--- Begin EXTRACTED TEXT ---

The reflective coatings on the roof are composed of insulation resin as the base material, with nanomaterials to achieve high near-infrared reflectivity and emissivity. According to the technical documents of the manufacturer, the coatings have a reflectivity of 0.85 and an emissivity of 0.92. Due to air pollutions in city areas, reflectivity may change due to increasing exposure to the outdoor environment. The decrease in reflectivity caused by surface pollution on the coating is up to 5%, according to the manufacturer. The coating can be sprayed or brushed onto the roof surface (Figure 5, left), after leveling the substrate and waterproofing work. With regard to the reflective film, it was installed on the interior surface of windows due to high-rise access challenges (Figure 5, right). After the retrofit, the solar heat gain coefficient (SHGC) of windows can decrease from the original 0.8 to 0.45 according to the manufacturer.

3.2. Applied Method

3.2.1. Research Workflow

The research workflow of this study aims at a comprehensive assessment of the energy retrofit including the energy efficiency improvement and changes in indoor thermal comfort due to the application of reflective materials. For this purpose, this research is divided into three main steps: data collection, numerical modeling, and performance evaluation (Figure 6).
(1)
Data collection: In this step, indoor air temperatures and relative humidity are measured on site and outdoor climate data are collected from the local weather station. Meanwhile, an on-site investigation is conducted to determine the construction of building components of the building envelope. Properties of building materials are obtained from literature reviews and the WUFI®Plus database. Additionally, a questionnaire survey collects occupants’ subjective thermal perceptions.
(2)
Numerical modeling: Based on the collected data, a hygrothermal simulation model of the target building is established using the WUFI®Plus software [44], which is further introduced in Section 3.2.3. This software provides a coupled model for heat and moisture transfer that considers outdoor climate conditions, hygrothermal properties of building components, occupant behaviors, and HVAC system operation. Simulation results cover various aspects such as the dynamic hygrothermal conditions of building components, indoor air temperature and humidity, building energy consumption, and indoor thermal comfort. This study calibrates the simulation model by comparing simulated indoor air temperature with measured values obtained from a three-month monitoring period throughout the cooling season. Subsequently, the simulation quantifies changes in energy consumption before and after the application of reflective materials. The PMV is also calculated to compare with the result of the questionnaire, helping to assess the improvement in indoor thermal comfort.
(3)
Performance evaluation: This stage assesses the energy-saving effect of reflective materials by simulating the energy consumption for cooling. Moreover, the changes in thermal comfort resulting from the application of reflective materials are assessed through the statistical analysis of the thermal sensation questionnaires and the PMV derived from the simulation, introducing new dimensions to the evaluation of the indoor thermal environment.

3.2.2. Measurement Plan

Several measurements were conducted at the site, including that of indoor air temperatures and relative humidity, along with exterior and interior surface temperatures of walls and windows. These measurements covered the cooling season from July to September. In this study, only the data of air temperature were considered.

--- End EXTRACTED TEXT ---

> **SET EXERCISE**
Extend the passage on the reflective-material building retrofit study, starting after its final sentence.

--- Begin PROVIDED INFORMATION ---

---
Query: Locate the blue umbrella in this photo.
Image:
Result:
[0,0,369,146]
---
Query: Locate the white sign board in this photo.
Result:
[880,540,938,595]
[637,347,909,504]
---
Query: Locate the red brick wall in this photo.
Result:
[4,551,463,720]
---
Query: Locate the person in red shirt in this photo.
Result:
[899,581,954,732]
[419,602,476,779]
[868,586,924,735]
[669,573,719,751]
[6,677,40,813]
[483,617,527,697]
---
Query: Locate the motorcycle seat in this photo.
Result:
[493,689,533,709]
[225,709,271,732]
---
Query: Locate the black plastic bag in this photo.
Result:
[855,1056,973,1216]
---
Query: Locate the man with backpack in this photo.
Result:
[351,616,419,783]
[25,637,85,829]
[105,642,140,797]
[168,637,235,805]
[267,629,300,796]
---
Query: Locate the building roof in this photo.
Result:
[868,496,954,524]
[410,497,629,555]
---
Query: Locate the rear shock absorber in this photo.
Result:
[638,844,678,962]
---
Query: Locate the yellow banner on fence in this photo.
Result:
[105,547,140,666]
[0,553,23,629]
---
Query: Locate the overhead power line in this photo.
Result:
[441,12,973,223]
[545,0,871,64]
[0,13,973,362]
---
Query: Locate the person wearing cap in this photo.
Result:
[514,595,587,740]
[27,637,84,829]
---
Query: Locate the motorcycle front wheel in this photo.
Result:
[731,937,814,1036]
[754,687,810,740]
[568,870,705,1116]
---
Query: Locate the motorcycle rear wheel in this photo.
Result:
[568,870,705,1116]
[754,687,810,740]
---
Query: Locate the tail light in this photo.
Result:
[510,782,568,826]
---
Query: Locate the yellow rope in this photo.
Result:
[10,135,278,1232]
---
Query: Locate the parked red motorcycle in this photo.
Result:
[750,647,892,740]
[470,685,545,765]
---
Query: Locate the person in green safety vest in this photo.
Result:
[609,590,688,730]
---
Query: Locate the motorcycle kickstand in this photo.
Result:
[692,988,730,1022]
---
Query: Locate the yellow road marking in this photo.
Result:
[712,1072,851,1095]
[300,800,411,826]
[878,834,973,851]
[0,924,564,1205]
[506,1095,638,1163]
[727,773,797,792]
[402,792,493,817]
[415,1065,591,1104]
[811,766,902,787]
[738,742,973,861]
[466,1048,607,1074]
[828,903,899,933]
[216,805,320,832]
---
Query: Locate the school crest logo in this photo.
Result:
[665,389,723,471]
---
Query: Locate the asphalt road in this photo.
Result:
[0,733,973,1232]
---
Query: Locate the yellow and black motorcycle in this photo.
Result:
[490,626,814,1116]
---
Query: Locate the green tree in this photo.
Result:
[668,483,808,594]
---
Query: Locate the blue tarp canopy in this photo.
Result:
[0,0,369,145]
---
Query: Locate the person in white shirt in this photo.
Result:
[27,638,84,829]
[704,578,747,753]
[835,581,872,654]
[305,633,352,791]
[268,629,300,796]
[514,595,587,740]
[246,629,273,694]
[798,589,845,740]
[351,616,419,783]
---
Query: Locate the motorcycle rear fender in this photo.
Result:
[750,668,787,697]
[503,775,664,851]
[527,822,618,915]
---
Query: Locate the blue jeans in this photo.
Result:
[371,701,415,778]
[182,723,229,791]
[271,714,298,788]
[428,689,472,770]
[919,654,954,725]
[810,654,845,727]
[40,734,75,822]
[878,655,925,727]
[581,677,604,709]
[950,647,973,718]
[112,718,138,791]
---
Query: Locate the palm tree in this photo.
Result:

--- End PROVIDED INFORMATION ---

> **FINAL ANSWER**
The indoor air temperature and relative humidity were measured in Room 707 and Room 708, two rooms located on the 7th floor. The exterior and interior surface temperatures of walls and windows were measured in Room 708.
The measurement instruments are listed in Table 2, and the locations where the instruments are placed are shown in Figure 7. The instruments were mounted 1.5 m above the floor. A distance of more than 1 m from all walls, except for the south inner wall, was maintained.
It is worth noting that ASHRAE 55 [37] recommends that the distance of measurement instruments for indoor air temperature and relative humidity not be less than 1 m from interior walls to avoid the possible influence of the radiation effect. In our study, the distance of measurement instrument A from the wall on the south side is about 40 cm. However, the interference caused by the surface radiation of the south inner wall is limited due to the following reasons.
The adjacent room behind the wall is also air-conditioned with a similar indoor environment. Therefore, the surface temperature of the interior wall is very close to the indoor air temperature, making radiant heat exchange negligible and exerting no substantial effect on the measured air temperature. Moreover, the air temperature probes are housed within ventilated radiation shields of the sensors. This design is specifically intended to minimize the influence of radiant heat exchange from surrounding surfaces, thereby providing a measurement that is more representative of the true air temperature.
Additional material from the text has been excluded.